TASK: Put the records from the line holding "In this exercise you will identify every instance of the man" through the line holding "(1028, 326)", inclusive, into a Markdown table with the columns Row and Text, numbering each row and leaving out blank lines.
-- START OF GIVEN RECORDS --
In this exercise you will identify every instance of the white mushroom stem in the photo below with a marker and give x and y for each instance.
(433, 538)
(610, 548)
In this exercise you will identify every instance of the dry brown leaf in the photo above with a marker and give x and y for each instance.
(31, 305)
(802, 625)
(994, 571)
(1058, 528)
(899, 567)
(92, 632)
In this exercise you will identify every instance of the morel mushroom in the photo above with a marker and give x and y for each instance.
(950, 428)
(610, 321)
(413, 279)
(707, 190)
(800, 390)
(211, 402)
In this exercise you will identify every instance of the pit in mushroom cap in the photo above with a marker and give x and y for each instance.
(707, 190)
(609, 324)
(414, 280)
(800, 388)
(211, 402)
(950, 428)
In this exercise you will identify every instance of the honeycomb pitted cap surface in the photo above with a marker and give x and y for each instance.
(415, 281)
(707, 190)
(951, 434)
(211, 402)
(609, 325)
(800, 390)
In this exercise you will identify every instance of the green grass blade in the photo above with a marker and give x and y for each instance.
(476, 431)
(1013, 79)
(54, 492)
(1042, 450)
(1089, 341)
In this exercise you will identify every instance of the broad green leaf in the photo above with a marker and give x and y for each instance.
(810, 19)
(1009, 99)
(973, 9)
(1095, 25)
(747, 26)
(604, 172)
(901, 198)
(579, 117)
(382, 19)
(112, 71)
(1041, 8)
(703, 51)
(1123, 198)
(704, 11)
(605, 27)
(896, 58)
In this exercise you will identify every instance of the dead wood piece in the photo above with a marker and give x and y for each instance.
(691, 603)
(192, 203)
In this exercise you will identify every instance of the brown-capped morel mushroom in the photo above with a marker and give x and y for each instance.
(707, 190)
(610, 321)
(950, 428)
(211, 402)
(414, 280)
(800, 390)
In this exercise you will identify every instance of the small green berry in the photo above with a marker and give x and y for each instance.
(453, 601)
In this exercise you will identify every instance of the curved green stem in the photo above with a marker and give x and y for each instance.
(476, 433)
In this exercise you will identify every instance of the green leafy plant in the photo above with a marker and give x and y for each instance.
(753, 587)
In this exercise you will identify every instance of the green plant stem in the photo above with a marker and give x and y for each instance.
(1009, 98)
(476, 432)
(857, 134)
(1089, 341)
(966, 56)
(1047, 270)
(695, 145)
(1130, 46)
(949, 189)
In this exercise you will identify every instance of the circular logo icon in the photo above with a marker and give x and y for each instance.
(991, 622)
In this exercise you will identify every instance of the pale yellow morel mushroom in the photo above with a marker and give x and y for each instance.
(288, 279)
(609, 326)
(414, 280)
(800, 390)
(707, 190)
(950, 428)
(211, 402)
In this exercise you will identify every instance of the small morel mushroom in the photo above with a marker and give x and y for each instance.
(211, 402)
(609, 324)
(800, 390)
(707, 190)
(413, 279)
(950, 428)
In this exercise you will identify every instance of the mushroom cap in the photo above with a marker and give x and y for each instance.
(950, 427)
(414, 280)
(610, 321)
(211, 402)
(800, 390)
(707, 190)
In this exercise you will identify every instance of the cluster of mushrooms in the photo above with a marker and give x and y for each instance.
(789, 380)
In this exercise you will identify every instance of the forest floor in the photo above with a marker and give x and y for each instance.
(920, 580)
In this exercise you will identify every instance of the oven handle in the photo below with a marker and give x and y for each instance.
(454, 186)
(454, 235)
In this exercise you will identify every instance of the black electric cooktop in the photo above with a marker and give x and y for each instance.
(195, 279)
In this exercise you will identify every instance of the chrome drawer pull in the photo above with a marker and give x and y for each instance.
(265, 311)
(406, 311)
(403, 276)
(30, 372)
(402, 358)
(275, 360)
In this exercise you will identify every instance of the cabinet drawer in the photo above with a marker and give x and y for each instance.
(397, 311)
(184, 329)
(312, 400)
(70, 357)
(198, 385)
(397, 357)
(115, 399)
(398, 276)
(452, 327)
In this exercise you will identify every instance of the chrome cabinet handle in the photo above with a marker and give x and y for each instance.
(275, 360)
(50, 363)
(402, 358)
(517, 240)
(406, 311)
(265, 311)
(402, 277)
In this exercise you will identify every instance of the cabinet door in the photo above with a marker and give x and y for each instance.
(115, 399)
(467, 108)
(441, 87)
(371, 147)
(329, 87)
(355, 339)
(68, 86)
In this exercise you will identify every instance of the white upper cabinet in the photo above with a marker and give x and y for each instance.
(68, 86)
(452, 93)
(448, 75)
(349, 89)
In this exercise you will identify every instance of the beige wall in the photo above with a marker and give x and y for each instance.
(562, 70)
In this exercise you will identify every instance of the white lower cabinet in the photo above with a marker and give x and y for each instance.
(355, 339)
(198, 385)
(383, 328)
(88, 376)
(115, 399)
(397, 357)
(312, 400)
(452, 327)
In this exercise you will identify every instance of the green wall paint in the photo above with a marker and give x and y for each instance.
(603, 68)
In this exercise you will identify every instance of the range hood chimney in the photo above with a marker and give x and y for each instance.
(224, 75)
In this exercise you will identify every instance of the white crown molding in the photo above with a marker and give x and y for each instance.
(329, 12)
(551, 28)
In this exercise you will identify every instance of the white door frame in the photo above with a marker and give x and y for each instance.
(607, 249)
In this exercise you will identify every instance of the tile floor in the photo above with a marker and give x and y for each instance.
-- END OF GIVEN RECORDS --
-- START OF GIVEN RECORDS --
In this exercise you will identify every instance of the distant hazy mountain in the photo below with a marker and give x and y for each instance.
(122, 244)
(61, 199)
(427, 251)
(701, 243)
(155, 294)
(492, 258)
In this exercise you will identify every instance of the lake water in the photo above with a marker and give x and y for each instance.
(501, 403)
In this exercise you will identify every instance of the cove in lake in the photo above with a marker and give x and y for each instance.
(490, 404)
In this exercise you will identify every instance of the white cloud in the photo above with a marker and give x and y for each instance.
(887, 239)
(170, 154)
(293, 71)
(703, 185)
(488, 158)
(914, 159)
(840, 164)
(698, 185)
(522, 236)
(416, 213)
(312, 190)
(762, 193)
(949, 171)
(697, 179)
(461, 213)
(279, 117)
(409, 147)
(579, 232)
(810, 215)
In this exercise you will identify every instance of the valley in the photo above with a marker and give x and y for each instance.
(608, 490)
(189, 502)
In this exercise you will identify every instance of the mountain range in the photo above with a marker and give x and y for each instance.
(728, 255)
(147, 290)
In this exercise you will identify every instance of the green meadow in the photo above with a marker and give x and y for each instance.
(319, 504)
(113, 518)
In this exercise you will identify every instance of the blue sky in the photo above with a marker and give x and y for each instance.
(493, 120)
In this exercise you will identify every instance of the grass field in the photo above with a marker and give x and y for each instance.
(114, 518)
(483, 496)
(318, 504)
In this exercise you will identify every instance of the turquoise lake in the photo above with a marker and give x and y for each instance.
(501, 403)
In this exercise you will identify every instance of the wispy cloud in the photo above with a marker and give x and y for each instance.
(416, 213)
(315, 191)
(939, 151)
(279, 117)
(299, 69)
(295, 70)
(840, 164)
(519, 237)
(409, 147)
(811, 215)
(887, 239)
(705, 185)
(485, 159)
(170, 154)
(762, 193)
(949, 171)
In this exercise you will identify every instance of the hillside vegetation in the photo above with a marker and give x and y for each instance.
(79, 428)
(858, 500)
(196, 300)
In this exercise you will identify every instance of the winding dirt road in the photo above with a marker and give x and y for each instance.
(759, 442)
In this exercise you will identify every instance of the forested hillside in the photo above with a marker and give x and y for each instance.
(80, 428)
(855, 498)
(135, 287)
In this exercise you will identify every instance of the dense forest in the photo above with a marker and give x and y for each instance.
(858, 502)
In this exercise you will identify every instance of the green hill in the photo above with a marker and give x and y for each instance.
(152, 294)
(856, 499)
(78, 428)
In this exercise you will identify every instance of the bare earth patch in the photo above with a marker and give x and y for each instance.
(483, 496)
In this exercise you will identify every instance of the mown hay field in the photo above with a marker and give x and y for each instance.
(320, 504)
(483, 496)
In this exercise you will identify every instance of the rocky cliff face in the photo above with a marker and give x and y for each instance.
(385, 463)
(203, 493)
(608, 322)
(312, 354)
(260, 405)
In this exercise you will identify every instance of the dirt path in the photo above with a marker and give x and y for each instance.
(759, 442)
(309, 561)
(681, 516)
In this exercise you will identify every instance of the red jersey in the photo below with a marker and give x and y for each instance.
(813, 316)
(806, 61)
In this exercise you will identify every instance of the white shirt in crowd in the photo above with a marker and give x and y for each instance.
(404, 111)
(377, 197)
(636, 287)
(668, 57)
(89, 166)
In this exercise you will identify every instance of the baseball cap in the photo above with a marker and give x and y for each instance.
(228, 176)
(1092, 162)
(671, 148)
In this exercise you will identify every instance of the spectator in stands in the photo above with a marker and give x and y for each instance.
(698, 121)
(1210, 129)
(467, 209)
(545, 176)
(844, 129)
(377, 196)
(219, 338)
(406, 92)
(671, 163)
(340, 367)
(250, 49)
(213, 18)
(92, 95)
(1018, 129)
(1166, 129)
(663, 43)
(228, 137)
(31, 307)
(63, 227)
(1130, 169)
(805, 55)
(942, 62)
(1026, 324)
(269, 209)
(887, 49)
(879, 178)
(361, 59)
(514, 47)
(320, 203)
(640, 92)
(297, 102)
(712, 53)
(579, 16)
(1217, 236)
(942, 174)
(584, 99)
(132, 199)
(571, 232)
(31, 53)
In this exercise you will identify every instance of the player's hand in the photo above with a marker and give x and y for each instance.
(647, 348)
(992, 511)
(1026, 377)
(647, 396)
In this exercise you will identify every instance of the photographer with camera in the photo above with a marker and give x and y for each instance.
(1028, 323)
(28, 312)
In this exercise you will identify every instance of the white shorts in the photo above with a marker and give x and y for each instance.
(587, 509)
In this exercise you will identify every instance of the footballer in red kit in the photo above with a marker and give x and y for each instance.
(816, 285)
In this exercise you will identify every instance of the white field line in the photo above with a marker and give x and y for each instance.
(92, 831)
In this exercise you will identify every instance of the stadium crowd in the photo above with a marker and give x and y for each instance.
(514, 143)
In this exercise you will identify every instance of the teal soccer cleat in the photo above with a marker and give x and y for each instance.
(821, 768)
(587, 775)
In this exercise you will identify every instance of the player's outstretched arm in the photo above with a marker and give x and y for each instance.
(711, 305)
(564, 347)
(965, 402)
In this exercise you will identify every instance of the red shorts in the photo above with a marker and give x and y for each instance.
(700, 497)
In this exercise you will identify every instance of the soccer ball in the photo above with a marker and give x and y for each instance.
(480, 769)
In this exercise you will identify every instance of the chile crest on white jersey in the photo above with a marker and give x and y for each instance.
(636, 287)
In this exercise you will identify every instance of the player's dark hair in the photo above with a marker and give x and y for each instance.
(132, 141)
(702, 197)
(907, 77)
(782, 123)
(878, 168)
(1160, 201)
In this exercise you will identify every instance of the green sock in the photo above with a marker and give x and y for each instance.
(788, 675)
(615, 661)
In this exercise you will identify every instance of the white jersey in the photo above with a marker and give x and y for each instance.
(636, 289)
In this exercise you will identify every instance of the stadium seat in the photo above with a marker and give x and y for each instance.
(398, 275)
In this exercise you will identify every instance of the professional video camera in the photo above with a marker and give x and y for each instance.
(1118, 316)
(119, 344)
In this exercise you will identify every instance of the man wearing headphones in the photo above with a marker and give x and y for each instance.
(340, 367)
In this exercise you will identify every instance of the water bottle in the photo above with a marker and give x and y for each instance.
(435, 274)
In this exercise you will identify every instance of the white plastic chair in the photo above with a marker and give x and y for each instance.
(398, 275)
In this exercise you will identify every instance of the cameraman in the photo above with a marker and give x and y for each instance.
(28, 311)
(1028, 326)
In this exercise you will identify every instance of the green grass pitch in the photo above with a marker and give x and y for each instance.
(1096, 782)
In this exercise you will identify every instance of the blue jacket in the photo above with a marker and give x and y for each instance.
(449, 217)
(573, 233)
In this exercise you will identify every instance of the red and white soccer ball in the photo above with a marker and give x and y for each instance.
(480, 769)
-- END OF GIVEN RECORDS --
SOLUTION TO THIS TASK:
| Row | Text |
|---|---|
| 1 | In this exercise you will identify every instance of the man wearing headphones in the photo above with a marker and give x and y for each instance. |
| 2 | (340, 367) |
| 3 | In this exercise you will identify every instance of the water bottle in the photo above with a marker and give x and y for each instance. |
| 4 | (435, 274) |
| 5 | In this exercise you will identify every instance of the white plastic chair in the photo above with a marker and give x and y for each instance. |
| 6 | (398, 275) |
| 7 | In this exercise you will identify every instance of the cameraman in the photo above with a marker and give x and y for each instance. |
| 8 | (28, 311) |
| 9 | (1028, 326) |